# Aim of the task
Copy all of the lines below, requests included, and move each x and y coordinate in the answers up by adding 88 to it.

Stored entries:
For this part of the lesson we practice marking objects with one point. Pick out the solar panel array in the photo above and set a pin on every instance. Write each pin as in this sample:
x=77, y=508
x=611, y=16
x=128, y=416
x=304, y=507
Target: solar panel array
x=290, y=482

# Result of the task
For this part of the lesson we practice marking objects with one point. Pick out the solar panel array in the photo above and set a pin on every instance. Write each pin as in this sample:
x=77, y=508
x=611, y=16
x=128, y=416
x=304, y=507
Target: solar panel array
x=378, y=570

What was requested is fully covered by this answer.